■ Text for analysis ■
·····
Painful progressive flatfoot, otherwise known as tibialis posterior tendonitis or adult-acquired flatfoot, refers to inflammation of the tendon of the tibialis posterior. This condition arises when the tendon becomes inflamed, stretched, or torn. Left untreated, it may lead to severe disability and chronic pain. People are predisposed to tibialis posterior tendonitis if they have flat feet or an abnormal attachment of the tendon to the bones in the midfoot.
Women are affected by Adult Acquired Flatfoot four times more frequently than men. Adult Flatfoot generally occurs in middle to older age people. Most people who acquire the condition already have flat feet. One arch begins to flatten more, then pain and swelling develop on the inside of the ankle. This condition generally affects only one foot. It is unclear why women are affected more often than men. But factors that may increase your risk of Adult Flatfoot include diabetes, hypertension, and obesity.
Some symptoms of adult acquired flat foot are pain along the inside of the foot and ankle, pain that increases with activity, and difficulty walking for long periods of time. You may experience difficulty standing, pain on the outside of the ankle, and bony bumps on the top of the foot and inside the foot. You may also have numbness and tingling of the feet and toes (may result from large bone spurs putting pressure on nerves), swelling, a large bump on the sole of the foot and/or an ulcer (in diabetic patients). Diabetic patients should wear a properly fitting diabetic shoe wear to prevent these complications from happening.
The diagnosis of posterior tibial tendon dysfunction and AAFD is usually made from a combination of symptoms, physical exam and x-ray imaging. The location of pain, shape of the foot, flexibility of the hindfoot joints and gait all may help your physician make the diagnosis and also assess how advanced the problem is.
·····
■ Recorded data ■
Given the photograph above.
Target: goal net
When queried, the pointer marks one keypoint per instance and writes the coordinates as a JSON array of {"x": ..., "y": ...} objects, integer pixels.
·····
■ Required work ■
A - Shorten the paragraph of the flatfoot text that begins "Women are affected by Adult Acquired Flatfoot" into a brief bulleted list that keeps its main facts.
B - Pick up the text on adult-acquired flatfoot after its last sentence and carry it forward.
The listing has no connection to the text on adult-acquired flatfoot.

■ Numbered responses ■
A -
- Women get Adult Acquired Flatfoot four times as often as men, for unclear reasons.
- It usually occurs in middle-aged to older people, most of whom already have flat feet.
- One arch flattens further, followed by pain and swelling on the inside of the ankle.
- It generally affects only one foot.
- Diabetes, hypertension, and obesity may raise the risk.

B -
Non surgical Treatment
Initial treatment for most patients consists of rest and anti-inflammatory medications. This will help reduce the swelling and pain associated with the condition. The long term treatment for the problem usually involves custom made orthotics and supportive shoe gear to prevent further breakdown of the foot. ESWT(extracorporeal shock wave therapy) is a novel treatment which uses sound wave technology to stimulate blood flow to the tendon to accelerate the healing process. This can help lead to a more rapid return to normal activities for most patients. If treatment is initiated early in the process, most patients can experience a return to normal activities without the need for surgery.
If surgery is necessary, a number of different procedures may be considered. The specifics of the planned surgery depend upon the stage of the disorder and the patient?s specific goals. Procedures may include ligament and muscle lengthening, removal of the inflamed tendon lining, tendon transfers, cutting and realigning bones, placement of implants to realign the foot and joint fusions. In general, early stage disease may be treated with tendon and ligament (soft-tissue) procedures with the addition of osteotomies to realign the foot. Later stage disease with either a rigidly fixed deformity or with arthritis is often treated with fusion procedures. If you are considering surgery, your doctor will speak with about the specifics of the planned procedure.